**Your task**.
Format everything from the line containing "target | cabinet door" down to the end of the records as a JSON list of strings, one string per line, leaving out blank lines.

╭─ Provided records

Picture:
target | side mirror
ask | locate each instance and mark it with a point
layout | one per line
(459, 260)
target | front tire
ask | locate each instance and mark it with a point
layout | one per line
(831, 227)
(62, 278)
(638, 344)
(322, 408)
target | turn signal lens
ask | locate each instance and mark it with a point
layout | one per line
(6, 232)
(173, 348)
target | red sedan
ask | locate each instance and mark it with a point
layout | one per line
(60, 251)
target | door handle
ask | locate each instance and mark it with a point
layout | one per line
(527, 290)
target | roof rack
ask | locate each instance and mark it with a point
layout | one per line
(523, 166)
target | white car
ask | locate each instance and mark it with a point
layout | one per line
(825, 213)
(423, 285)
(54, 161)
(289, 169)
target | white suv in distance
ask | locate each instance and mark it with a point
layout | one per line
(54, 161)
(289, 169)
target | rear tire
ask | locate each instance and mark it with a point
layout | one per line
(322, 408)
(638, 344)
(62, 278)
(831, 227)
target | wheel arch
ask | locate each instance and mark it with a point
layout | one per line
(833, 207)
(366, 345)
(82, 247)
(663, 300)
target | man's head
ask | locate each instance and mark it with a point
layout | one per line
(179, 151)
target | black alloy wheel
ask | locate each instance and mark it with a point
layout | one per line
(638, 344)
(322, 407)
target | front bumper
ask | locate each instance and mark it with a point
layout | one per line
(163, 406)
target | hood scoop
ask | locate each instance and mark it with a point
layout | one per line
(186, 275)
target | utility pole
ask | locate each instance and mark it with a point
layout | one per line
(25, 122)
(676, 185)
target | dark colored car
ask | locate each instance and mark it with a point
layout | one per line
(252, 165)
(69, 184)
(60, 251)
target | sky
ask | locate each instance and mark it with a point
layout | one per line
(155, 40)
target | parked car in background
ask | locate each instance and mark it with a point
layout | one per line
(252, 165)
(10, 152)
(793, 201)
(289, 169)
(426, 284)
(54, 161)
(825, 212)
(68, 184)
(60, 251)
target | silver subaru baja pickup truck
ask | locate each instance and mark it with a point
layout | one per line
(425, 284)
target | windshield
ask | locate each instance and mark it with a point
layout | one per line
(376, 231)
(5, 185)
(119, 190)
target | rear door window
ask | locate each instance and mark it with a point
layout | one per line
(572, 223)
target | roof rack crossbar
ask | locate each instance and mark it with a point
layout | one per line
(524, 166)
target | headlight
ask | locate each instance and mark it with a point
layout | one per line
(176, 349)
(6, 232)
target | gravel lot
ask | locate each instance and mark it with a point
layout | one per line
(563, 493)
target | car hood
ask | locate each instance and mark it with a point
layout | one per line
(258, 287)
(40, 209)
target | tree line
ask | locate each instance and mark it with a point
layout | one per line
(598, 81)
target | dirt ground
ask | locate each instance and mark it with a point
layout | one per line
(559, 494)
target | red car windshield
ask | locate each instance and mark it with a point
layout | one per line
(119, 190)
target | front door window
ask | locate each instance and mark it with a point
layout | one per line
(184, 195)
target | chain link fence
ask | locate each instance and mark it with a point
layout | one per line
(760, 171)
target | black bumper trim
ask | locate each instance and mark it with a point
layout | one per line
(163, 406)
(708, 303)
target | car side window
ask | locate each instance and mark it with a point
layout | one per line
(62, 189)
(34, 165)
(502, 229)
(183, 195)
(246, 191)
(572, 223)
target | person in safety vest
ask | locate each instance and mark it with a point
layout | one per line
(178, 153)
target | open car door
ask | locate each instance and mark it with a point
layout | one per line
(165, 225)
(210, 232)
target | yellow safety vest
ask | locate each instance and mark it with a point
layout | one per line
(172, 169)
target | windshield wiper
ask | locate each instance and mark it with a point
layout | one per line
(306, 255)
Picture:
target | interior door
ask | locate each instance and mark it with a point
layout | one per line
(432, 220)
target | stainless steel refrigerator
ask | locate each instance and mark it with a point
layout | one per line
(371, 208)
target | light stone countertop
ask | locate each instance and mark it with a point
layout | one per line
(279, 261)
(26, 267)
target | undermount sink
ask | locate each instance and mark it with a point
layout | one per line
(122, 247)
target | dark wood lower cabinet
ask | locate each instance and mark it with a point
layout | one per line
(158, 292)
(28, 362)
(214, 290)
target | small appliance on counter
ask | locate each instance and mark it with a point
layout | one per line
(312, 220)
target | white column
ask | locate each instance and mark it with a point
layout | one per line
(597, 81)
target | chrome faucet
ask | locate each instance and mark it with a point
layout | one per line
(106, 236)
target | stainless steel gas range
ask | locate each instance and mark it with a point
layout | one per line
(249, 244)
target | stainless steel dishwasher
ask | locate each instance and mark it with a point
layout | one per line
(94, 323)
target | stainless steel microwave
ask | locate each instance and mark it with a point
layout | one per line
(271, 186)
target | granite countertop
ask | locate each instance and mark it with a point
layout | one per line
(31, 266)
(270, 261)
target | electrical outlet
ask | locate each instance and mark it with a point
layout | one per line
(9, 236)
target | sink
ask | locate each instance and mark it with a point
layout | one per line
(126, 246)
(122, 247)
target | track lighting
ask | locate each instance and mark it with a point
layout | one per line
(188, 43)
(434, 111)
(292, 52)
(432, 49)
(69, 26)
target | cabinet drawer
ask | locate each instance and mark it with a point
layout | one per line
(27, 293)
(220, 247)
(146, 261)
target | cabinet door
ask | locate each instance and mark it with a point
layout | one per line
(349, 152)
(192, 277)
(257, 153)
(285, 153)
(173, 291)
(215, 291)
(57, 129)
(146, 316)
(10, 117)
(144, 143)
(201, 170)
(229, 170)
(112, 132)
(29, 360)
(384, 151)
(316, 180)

╰─

**Response**.
[
  "target | cabinet door",
  "ask | locate each instance and mark it with a point",
  "layout | one per line",
  "(349, 152)",
  "(192, 277)",
  "(257, 153)",
  "(285, 153)",
  "(173, 291)",
  "(215, 291)",
  "(57, 129)",
  "(146, 316)",
  "(10, 117)",
  "(144, 143)",
  "(201, 170)",
  "(229, 170)",
  "(112, 132)",
  "(29, 360)",
  "(384, 151)",
  "(316, 180)"
]